[INFORMATION SHOWN Boundary: Start]

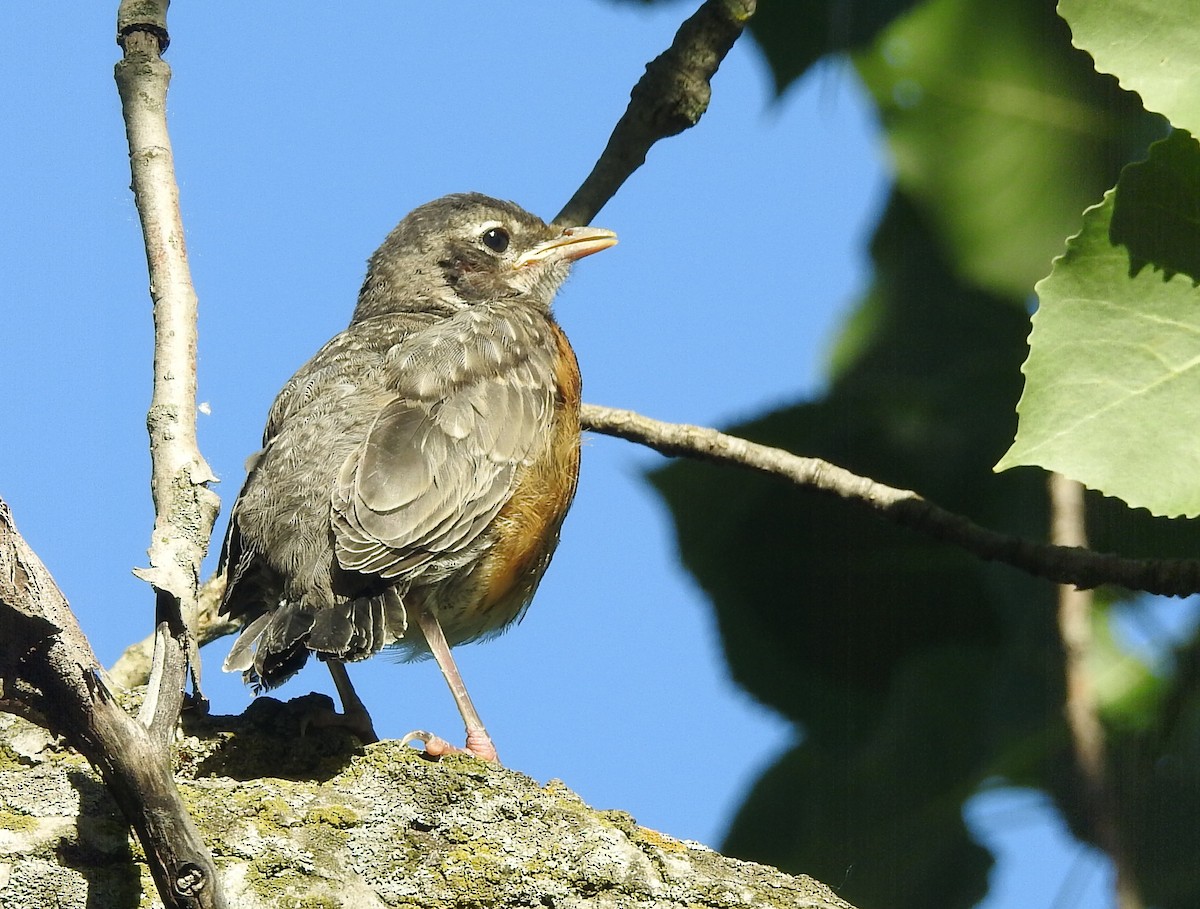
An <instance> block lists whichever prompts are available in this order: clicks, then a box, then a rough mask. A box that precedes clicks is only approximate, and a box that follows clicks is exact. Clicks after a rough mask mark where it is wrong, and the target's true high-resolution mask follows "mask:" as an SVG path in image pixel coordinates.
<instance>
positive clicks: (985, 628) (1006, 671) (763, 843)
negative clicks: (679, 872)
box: [653, 197, 1064, 909]
mask: <svg viewBox="0 0 1200 909" xmlns="http://www.w3.org/2000/svg"><path fill="white" fill-rule="evenodd" d="M874 253H875V258H876V261H877V263H878V273H877V277H876V285H875V288H874V289H872V291H871V294H870V296H869V299H868V301H866V303H865V305H864V309H866V311H869V315H866V317H864V318H862V319H856V320H854V325H856V327H854V333H856V339H854V341H853V342H852V343H847V344H842V345H841V350H840V353H839V374H838V378H836V381H835V384H834V386H833V389H832V390H830V393H829V396H828V397H827V398H824V399H822V401H818V402H814V403H810V404H799V405H794V407H791V408H785V409H782V410H780V411H776V413H774V414H770V415H768V416H766V417H762V419H761V420H756V421H754V422H752V423H749V425H745V426H740V427H736V428H733V429H732V432H734V433H737V434H739V435H746V437H749V438H751V439H755V440H758V441H763V443H767V444H772V445H778V446H780V447H786V449H788V450H791V451H797V452H803V453H811V454H816V456H821V457H827V458H829V459H832V460H834V462H836V463H840V464H845V465H847V466H850V468H851V469H853V470H856V471H858V472H860V474H865V475H869V476H874V477H877V478H881V480H882V481H884V482H890V483H893V484H899V486H905V487H908V488H917V489H920V490H922V492H923V493H926V494H929V495H930V496H931V498H932V499H935V500H936V501H938V502H941V504H943V505H947V506H949V507H952V508H955V510H958V511H962V512H965V513H967V514H971V516H972V517H974V518H977V519H978V520H982V522H984V523H986V524H989V525H996V526H1004V528H1008V529H1015V530H1019V531H1021V532H1024V534H1026V535H1031V536H1040V535H1042V534H1044V526H1043V514H1044V489H1043V483H1042V481H1040V478H1039V477H1034V476H1030V475H1009V476H1004V477H995V476H992V475H991V474H990V465H991V463H992V459H994V452H995V451H997V450H998V447H1000V446H1002V445H1004V444H1006V441H1007V439H1008V438H1010V433H1012V429H1013V416H1012V402H1013V401H1014V399H1015V397H1016V393H1018V380H1019V377H1018V374H1016V367H1018V363H1019V362H1020V360H1021V357H1022V356H1024V354H1025V350H1026V345H1025V337H1026V333H1027V325H1028V323H1027V318H1026V315H1025V313H1024V312H1022V311H1021V309H1020V308H1019V307H1016V306H1014V305H1013V302H1012V301H1009V300H1004V299H997V297H995V296H991V295H988V294H984V293H982V291H979V290H974V289H971V288H968V287H965V285H964V284H962V283H961V282H959V281H956V279H955V278H954V277H953V275H950V273H949V271H948V267H947V264H946V261H944V260H943V259H942V258H941V257H940V254H938V249H937V243H936V241H935V240H934V239H932V237H931V236H930V231H929V228H928V224H926V223H925V222H924V221H923V219H922V218H920V217H919V215H918V213H917V212H916V211H914V210H913V206H912V205H911V204H910V203H908V201H907V200H906V199H904V198H901V197H895V198H894V199H893V200H892V204H890V205H889V207H888V211H887V215H886V217H884V219H883V224H882V225H881V228H880V230H878V233H877V235H876V239H875V243H874ZM653 478H654V483H655V486H656V487H658V488H659V489H660V490H661V492H662V493H664V495H665V496H666V499H667V500H668V502H670V504H671V508H672V512H673V513H674V516H676V522H677V532H678V538H679V546H680V550H682V554H683V558H684V561H685V564H686V565H688V567H689V570H690V571H691V572H692V573H694V574H695V577H696V578H697V579H698V580H700V583H701V584H702V586H703V588H704V590H706V591H707V592H708V594H709V595H710V596H712V597H713V600H714V603H715V604H716V610H718V621H719V624H720V628H721V636H722V640H724V644H725V648H726V654H727V657H728V661H730V666H731V670H732V673H733V675H734V678H736V679H737V680H738V681H739V682H740V684H742V685H743V686H745V687H746V688H748V690H749V691H750V692H751V693H752V694H754V696H755V697H756V698H758V699H760V700H762V702H763V703H766V704H769V705H772V706H773V708H775V709H776V710H779V711H781V712H782V714H785V715H786V716H788V717H791V718H792V720H794V721H796V722H797V724H798V727H799V729H802V730H803V733H804V736H805V738H804V741H803V744H802V745H800V746H799V751H798V752H797V753H794V754H793V756H791V757H790V758H785V759H784V760H782V761H781V763H780V765H778V766H776V767H775V769H773V770H772V771H769V772H768V775H767V776H766V777H764V778H763V781H762V782H761V783H760V785H758V787H757V788H756V790H755V794H754V795H752V796H751V799H750V801H749V802H748V803H746V806H745V809H744V811H743V813H742V814H740V815H739V819H738V820H737V823H736V825H734V827H733V831H732V832H731V835H730V841H728V843H727V848H730V849H732V850H733V851H734V853H737V854H740V855H745V856H748V857H755V859H756V860H758V861H768V862H778V863H781V865H782V866H784V867H786V868H790V869H794V871H803V872H805V873H816V874H820V873H824V874H826V877H827V879H834V880H844V881H845V885H844V890H842V892H844V893H845V895H846V898H847V899H850V901H851V902H854V903H858V904H863V905H872V904H877V905H888V907H893V909H924V908H925V907H929V905H937V907H944V908H946V909H966V907H970V905H973V904H974V903H976V902H977V901H978V897H979V895H980V893H982V892H983V889H984V887H985V874H986V867H988V859H986V856H985V854H984V853H983V850H982V849H980V848H979V847H978V845H977V844H973V843H972V842H971V841H970V837H968V836H967V833H966V831H965V830H964V827H962V817H961V803H962V801H964V800H965V799H966V797H968V796H970V794H971V793H972V791H973V790H974V788H976V787H977V785H978V783H979V781H980V779H983V778H984V777H985V776H988V775H991V773H1004V775H1006V776H1008V777H1009V778H1013V779H1020V781H1021V782H1028V783H1032V784H1038V783H1040V782H1042V781H1043V779H1044V778H1045V777H1046V776H1048V773H1046V771H1045V769H1044V764H1045V763H1046V759H1045V752H1044V748H1043V747H1042V742H1043V741H1045V740H1046V739H1048V738H1054V735H1051V734H1050V733H1048V729H1054V730H1058V729H1061V717H1060V712H1058V709H1057V705H1058V704H1061V690H1060V685H1061V682H1060V678H1058V674H1060V667H1061V660H1060V657H1058V655H1057V649H1058V645H1057V643H1056V639H1055V634H1054V610H1052V590H1051V589H1050V588H1049V585H1045V584H1040V583H1037V582H1032V580H1028V579H1026V578H1024V577H1021V576H1019V574H1018V573H1016V572H1014V571H1010V570H1007V568H1001V567H996V566H988V565H983V564H980V562H979V561H977V560H976V559H973V558H972V556H968V555H966V554H965V553H962V552H959V550H956V549H953V548H950V547H946V546H943V544H941V543H937V542H935V541H932V540H929V538H926V537H923V536H920V535H917V534H913V532H911V531H908V530H904V529H900V528H896V526H893V525H890V524H888V523H886V522H882V520H880V519H877V518H876V517H875V516H874V514H870V513H868V512H865V511H860V510H857V508H853V507H852V506H848V505H847V504H846V502H844V501H841V500H838V499H834V498H827V496H820V495H817V494H814V493H811V492H805V490H800V489H796V488H793V487H788V486H787V484H785V483H781V482H780V481H778V480H772V478H769V477H763V476H758V475H755V474H750V472H745V471H730V470H722V469H720V468H716V466H713V465H708V464H691V463H688V464H684V463H677V464H673V465H671V466H670V468H667V469H665V470H661V471H656V472H655V474H654V476H653ZM997 481H998V482H997ZM1056 735H1057V738H1060V739H1061V738H1064V736H1063V735H1062V734H1061V733H1057V734H1056ZM1031 742H1032V744H1031ZM898 778H900V779H904V784H902V785H895V779H898ZM900 830H902V831H904V833H902V836H904V838H905V842H906V843H913V844H914V845H913V851H912V853H908V851H907V850H904V851H896V848H895V844H896V837H898V831H900ZM847 867H853V868H854V871H853V873H852V874H851V875H848V877H847V875H846V874H845V869H846V868H847ZM884 897H886V898H884Z"/></svg>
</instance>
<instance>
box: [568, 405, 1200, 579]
mask: <svg viewBox="0 0 1200 909" xmlns="http://www.w3.org/2000/svg"><path fill="white" fill-rule="evenodd" d="M582 419H583V426H584V428H587V429H592V431H594V432H598V433H605V434H606V435H617V437H620V438H622V439H628V440H630V441H636V443H640V444H642V445H647V446H649V447H652V449H654V450H655V451H659V452H661V453H664V454H670V456H680V457H688V458H698V459H701V460H709V462H713V463H718V464H731V465H737V466H743V468H750V469H752V470H758V471H761V472H764V474H772V475H774V476H779V477H782V478H785V480H788V481H790V482H792V483H796V484H797V486H804V487H808V488H811V489H816V490H820V492H824V493H829V494H833V495H838V496H840V498H842V499H845V500H847V501H851V502H854V504H857V505H862V506H864V507H866V508H870V510H871V511H874V512H875V513H876V514H878V516H880V517H883V518H887V519H888V520H893V522H895V523H896V524H901V525H904V526H907V528H911V529H912V530H917V531H919V532H922V534H926V535H928V536H931V537H934V538H935V540H941V541H943V542H947V543H952V544H954V546H958V547H960V548H961V549H965V550H966V552H968V553H972V554H973V555H977V556H979V558H980V559H985V560H989V561H1000V562H1004V564H1006V565H1010V566H1013V567H1015V568H1020V570H1021V571H1025V572H1027V573H1030V574H1034V576H1037V577H1040V578H1045V579H1048V580H1054V582H1056V583H1060V584H1072V585H1074V586H1076V588H1080V589H1091V588H1096V586H1099V585H1102V584H1117V585H1120V586H1123V588H1128V589H1129V590H1144V591H1146V592H1147V594H1160V595H1165V596H1188V595H1190V594H1195V592H1200V561H1196V560H1193V559H1126V558H1122V556H1120V555H1112V554H1109V553H1096V552H1092V550H1090V549H1085V548H1081V547H1070V546H1054V544H1046V543H1037V542H1032V541H1030V540H1022V538H1021V537H1016V536H1010V535H1007V534H1000V532H996V531H995V530H988V529H986V528H982V526H979V525H978V524H974V523H973V522H971V520H970V519H967V518H965V517H964V516H961V514H955V513H954V512H950V511H947V510H946V508H942V507H940V506H937V505H935V504H934V502H931V501H929V500H926V499H923V498H922V496H920V495H918V494H917V493H914V492H912V490H910V489H896V488H894V487H890V486H884V484H882V483H877V482H875V481H874V480H870V478H868V477H863V476H858V475H856V474H852V472H850V471H848V470H845V469H844V468H840V466H838V465H835V464H830V463H829V462H827V460H821V459H818V458H803V457H799V456H797V454H792V453H791V452H787V451H782V450H780V449H772V447H769V446H766V445H757V444H755V443H751V441H746V440H745V439H739V438H737V437H733V435H726V434H725V433H720V432H718V431H715V429H708V428H704V427H698V426H686V425H683V423H664V422H660V421H658V420H652V419H649V417H646V416H642V415H641V414H635V413H632V411H630V410H617V409H614V408H604V407H598V405H595V404H584V405H583V411H582Z"/></svg>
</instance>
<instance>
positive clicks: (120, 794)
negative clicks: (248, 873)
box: [0, 501, 224, 909]
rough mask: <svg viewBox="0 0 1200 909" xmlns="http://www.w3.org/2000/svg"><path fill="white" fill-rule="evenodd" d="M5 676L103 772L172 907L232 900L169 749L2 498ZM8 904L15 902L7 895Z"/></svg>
mask: <svg viewBox="0 0 1200 909" xmlns="http://www.w3.org/2000/svg"><path fill="white" fill-rule="evenodd" d="M0 684H2V688H4V692H2V693H4V700H5V702H13V700H19V702H20V704H22V705H23V706H26V708H31V709H32V710H35V711H37V714H38V715H40V717H41V722H43V723H44V724H46V726H47V728H48V729H49V730H50V732H53V733H55V734H56V735H61V736H62V738H64V739H66V741H68V742H70V744H71V745H72V746H73V747H74V748H77V750H78V751H79V753H80V754H83V756H84V757H85V758H86V759H88V760H89V761H90V763H91V765H92V766H94V767H95V769H96V771H97V772H98V773H100V776H101V777H102V778H103V779H104V783H106V785H107V787H108V789H109V791H110V793H112V794H113V797H114V800H115V801H116V803H118V805H119V806H120V807H121V811H122V812H124V814H125V817H126V819H127V821H128V823H130V825H131V826H132V827H133V830H134V832H136V833H137V836H138V839H139V841H140V842H142V844H143V848H144V850H145V854H146V863H148V866H149V869H150V873H151V875H152V877H154V880H155V884H156V885H157V887H158V893H160V896H161V897H162V901H163V904H164V905H167V907H169V908H170V909H185V908H186V909H202V908H208V907H212V908H214V909H220V908H221V907H223V905H224V902H223V901H222V898H221V891H220V887H218V886H217V878H216V867H215V866H214V863H212V859H211V856H210V855H209V853H208V849H206V848H205V845H204V842H203V841H202V839H200V835H199V831H198V830H197V827H196V825H194V824H193V823H192V819H191V817H190V814H188V811H187V807H186V806H185V805H184V800H182V797H181V796H180V794H179V790H178V789H176V788H175V782H174V778H173V776H172V771H170V759H169V753H168V752H167V750H166V747H164V746H163V745H162V742H160V741H158V740H157V739H155V738H154V736H152V735H151V733H150V730H149V729H146V728H145V727H144V726H143V724H142V723H139V722H138V721H137V720H134V718H133V717H132V716H130V715H128V714H127V712H126V711H125V709H124V708H122V706H121V705H120V704H119V703H116V700H115V699H114V697H113V693H112V692H110V691H109V687H108V686H107V684H106V682H104V673H103V669H102V668H101V666H100V663H98V662H97V660H96V655H95V654H94V652H92V651H91V646H90V645H89V644H88V640H86V638H85V637H84V634H83V631H80V628H79V625H78V622H77V621H76V618H74V615H73V614H72V612H71V607H70V606H68V604H67V601H66V598H65V597H64V596H62V592H61V591H60V590H59V588H58V585H56V584H55V583H54V579H53V578H52V577H50V573H49V572H48V571H47V570H46V566H44V565H42V561H41V560H40V559H38V558H37V555H36V554H35V553H34V552H32V549H30V548H29V544H28V543H26V542H25V541H24V538H23V537H22V536H20V534H18V532H17V528H16V524H14V523H13V520H12V514H11V512H10V511H8V506H7V505H6V504H5V502H2V501H0ZM0 706H4V708H5V709H7V708H8V704H7V703H0ZM19 712H25V711H19ZM36 793H37V797H38V799H41V797H42V795H43V794H42V791H41V789H36ZM6 803H8V805H11V803H12V802H6ZM18 865H19V862H18ZM55 896H56V895H55V893H54V892H53V890H48V891H47V892H46V893H44V901H43V902H41V903H37V904H38V905H52V904H54V897H55ZM5 905H13V903H12V902H11V901H10V898H8V896H7V895H6V896H5Z"/></svg>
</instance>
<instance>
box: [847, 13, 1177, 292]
mask: <svg viewBox="0 0 1200 909" xmlns="http://www.w3.org/2000/svg"><path fill="white" fill-rule="evenodd" d="M1069 37H1070V36H1069V32H1068V29H1067V26H1066V23H1063V22H1062V19H1060V18H1058V17H1057V16H1055V14H1054V10H1052V8H1051V7H1050V5H1049V4H1044V2H1037V4H1036V2H1004V4H997V2H995V0H929V2H925V4H923V5H922V6H919V7H917V8H916V10H914V11H912V12H911V13H908V14H907V16H905V17H904V18H901V19H899V20H898V22H896V23H894V24H893V25H892V28H889V29H888V31H887V32H886V34H884V35H883V36H882V37H881V40H880V42H878V43H877V46H876V49H875V50H874V52H872V53H871V54H866V55H863V56H862V58H860V59H859V60H858V68H859V72H860V74H862V77H863V79H864V80H865V83H866V85H868V88H869V89H870V90H871V92H872V94H874V95H875V98H876V102H877V103H878V106H880V112H881V114H882V118H883V124H884V127H886V128H887V134H888V144H889V145H890V149H892V155H893V158H894V162H895V170H896V181H898V182H899V185H900V186H901V187H902V188H904V189H905V192H906V193H908V194H910V195H911V197H912V198H913V199H916V200H917V203H918V205H919V206H920V207H922V210H923V211H924V212H925V215H926V217H929V219H930V221H931V222H932V224H934V227H935V229H936V231H937V235H938V239H940V241H941V243H942V246H943V247H944V248H946V249H947V251H948V254H949V257H950V260H952V263H953V265H954V267H955V270H956V271H958V273H959V275H960V276H961V277H964V278H966V279H967V281H971V282H973V283H976V284H978V285H979V287H983V288H986V289H989V290H991V291H994V293H1001V294H1006V295H1010V296H1014V297H1016V299H1020V300H1024V299H1025V297H1026V296H1027V295H1028V294H1030V291H1031V290H1032V288H1033V284H1034V282H1036V281H1037V279H1038V278H1040V277H1043V276H1044V275H1045V273H1046V271H1048V269H1049V266H1050V261H1051V259H1052V258H1054V257H1055V255H1057V254H1058V253H1060V252H1061V251H1062V241H1063V237H1066V236H1068V235H1070V234H1072V233H1074V231H1075V230H1076V229H1078V225H1079V212H1081V211H1082V210H1084V209H1085V207H1086V206H1087V205H1090V204H1092V203H1094V201H1096V200H1097V199H1098V198H1100V194H1102V193H1103V192H1104V191H1105V189H1106V188H1109V187H1110V186H1112V183H1114V182H1115V181H1116V177H1117V173H1118V170H1120V167H1121V165H1122V164H1123V163H1124V162H1126V161H1128V159H1129V157H1130V155H1133V153H1142V152H1144V151H1145V148H1146V145H1147V144H1148V142H1150V140H1151V139H1152V138H1157V137H1158V136H1162V132H1163V127H1162V121H1160V120H1159V119H1157V118H1151V116H1148V115H1146V114H1145V113H1144V112H1142V110H1141V108H1140V106H1139V103H1138V98H1136V96H1135V95H1130V94H1128V92H1122V91H1121V90H1120V89H1118V88H1117V85H1116V82H1115V80H1114V79H1112V78H1110V77H1106V76H1098V74H1097V73H1096V71H1094V70H1093V67H1092V61H1091V60H1090V59H1088V58H1087V55H1086V54H1084V53H1081V52H1079V50H1075V49H1073V48H1072V47H1070V43H1069Z"/></svg>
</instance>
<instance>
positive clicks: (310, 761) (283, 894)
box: [0, 696, 851, 909]
mask: <svg viewBox="0 0 1200 909" xmlns="http://www.w3.org/2000/svg"><path fill="white" fill-rule="evenodd" d="M331 706H332V705H331V704H330V703H329V700H328V698H324V697H323V696H308V697H306V698H301V699H298V700H294V702H289V703H288V704H281V703H278V702H276V700H272V699H270V698H260V699H258V700H257V702H254V704H253V705H252V708H251V709H250V710H248V711H247V714H246V715H244V716H242V717H209V718H203V720H194V721H191V722H190V723H188V724H187V726H188V728H187V733H186V734H185V735H184V736H181V738H180V740H179V741H178V742H176V747H175V753H176V783H178V785H179V788H180V790H181V793H182V795H184V799H185V800H186V801H187V803H188V805H190V807H191V809H192V814H193V817H194V818H196V820H197V824H198V825H199V827H200V831H202V833H203V836H204V838H205V839H206V841H208V842H209V844H210V845H211V848H212V853H214V857H215V859H216V863H217V869H218V875H220V879H221V883H222V885H223V889H224V891H226V896H227V898H228V899H229V902H230V904H233V905H238V907H240V909H258V907H263V908H264V909H265V908H266V907H270V908H271V909H275V908H276V907H288V905H290V907H340V905H344V907H395V905H403V907H414V908H415V907H420V908H421V909H434V908H443V907H446V908H448V907H498V908H504V907H529V905H536V907H622V909H624V908H626V907H628V908H630V909H638V908H646V909H649V908H652V907H653V908H654V909H668V908H671V909H673V908H676V907H692V908H697V909H698V908H704V907H712V908H713V909H716V908H718V907H720V908H722V909H737V908H738V907H787V908H793V909H800V908H805V909H808V908H814V909H817V908H818V909H851V908H850V905H848V904H847V903H845V902H842V901H841V899H839V898H838V897H836V896H834V895H833V893H832V892H830V891H829V890H828V889H827V887H826V886H824V885H822V884H820V883H817V881H815V880H812V879H810V878H804V877H791V875H787V874H784V873H781V872H778V871H774V869H772V868H767V867H764V866H761V865H754V863H751V862H742V861H737V860H734V859H728V857H726V856H722V855H719V854H718V853H714V851H712V850H709V849H707V848H704V847H702V845H700V844H696V843H684V842H679V841H677V839H672V838H671V837H667V836H664V835H662V833H658V832H655V831H653V830H648V829H646V827H641V826H638V825H637V823H636V821H635V820H634V819H632V818H631V817H629V815H628V814H625V813H624V812H619V811H595V809H593V808H590V807H588V806H587V805H584V803H583V801H582V800H580V797H578V796H577V795H575V794H574V793H572V791H570V790H569V789H568V788H566V787H565V785H564V784H563V783H560V782H558V781H551V782H550V783H547V784H546V785H539V784H538V783H535V782H534V781H533V779H530V778H529V777H527V776H524V775H522V773H518V772H516V771H512V770H504V769H500V767H494V766H491V765H487V764H485V763H482V761H479V760H474V759H472V758H464V757H452V758H446V759H443V760H442V761H437V763H434V761H430V760H427V759H425V758H424V757H421V756H420V754H419V753H418V752H416V751H414V750H410V748H404V747H401V746H400V745H398V744H397V742H394V741H384V742H378V744H376V745H372V746H368V747H366V748H364V747H361V746H358V745H356V744H355V742H354V740H352V739H349V738H347V736H344V735H343V734H342V733H341V732H338V730H330V729H324V728H310V729H308V730H307V733H306V734H304V735H301V733H300V729H301V726H302V723H304V721H305V717H306V716H310V715H311V712H312V711H313V710H319V709H322V708H324V709H331ZM0 904H2V905H4V907H5V909H25V908H26V907H28V908H29V909H34V908H35V907H36V908H37V909H42V907H47V905H55V907H61V908H62V909H74V908H76V907H78V909H84V907H97V905H103V907H110V908H112V909H119V908H120V907H134V905H148V904H149V905H155V907H158V905H161V903H158V902H157V896H156V893H155V887H154V884H152V881H151V878H150V873H149V871H148V868H146V865H145V861H144V856H143V853H142V850H140V848H139V847H138V844H137V841H136V839H133V838H131V837H130V835H128V830H127V827H126V825H125V823H124V820H122V819H121V815H120V812H119V811H118V808H116V806H115V803H114V802H113V801H112V797H110V796H109V794H108V791H107V789H106V787H104V784H103V783H102V782H101V779H100V778H98V777H97V776H96V775H95V772H94V771H92V770H91V769H90V766H89V765H88V763H86V761H85V760H84V759H83V758H82V757H79V756H77V754H76V753H74V752H71V751H66V750H64V748H61V747H60V746H58V745H56V744H55V741H54V740H53V739H52V736H49V735H48V734H47V733H46V732H44V730H42V729H40V728H38V727H35V726H32V724H30V723H28V722H25V721H23V720H19V718H17V717H12V716H0Z"/></svg>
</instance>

[INFORMATION SHOWN Boundary: End]

## REQUEST
Identify every line of the records above that contains the word "rough", and copy each of those lines in full.

## RESULT BELOW
An <instance> block lists whichever prompts are available in this order: clicks, then a box, then a rough mask. A box that precedes clicks is only approximate, and a box that follows clicks is exact. Clicks after a rough mask mark where it is wrong, and the target's true high-resolution mask follows "mask:" as an SVG path in image pixel coordinates.
rough mask: <svg viewBox="0 0 1200 909" xmlns="http://www.w3.org/2000/svg"><path fill="white" fill-rule="evenodd" d="M5 676L103 772L172 907L232 900L169 749L2 498ZM8 904L15 902L7 895Z"/></svg>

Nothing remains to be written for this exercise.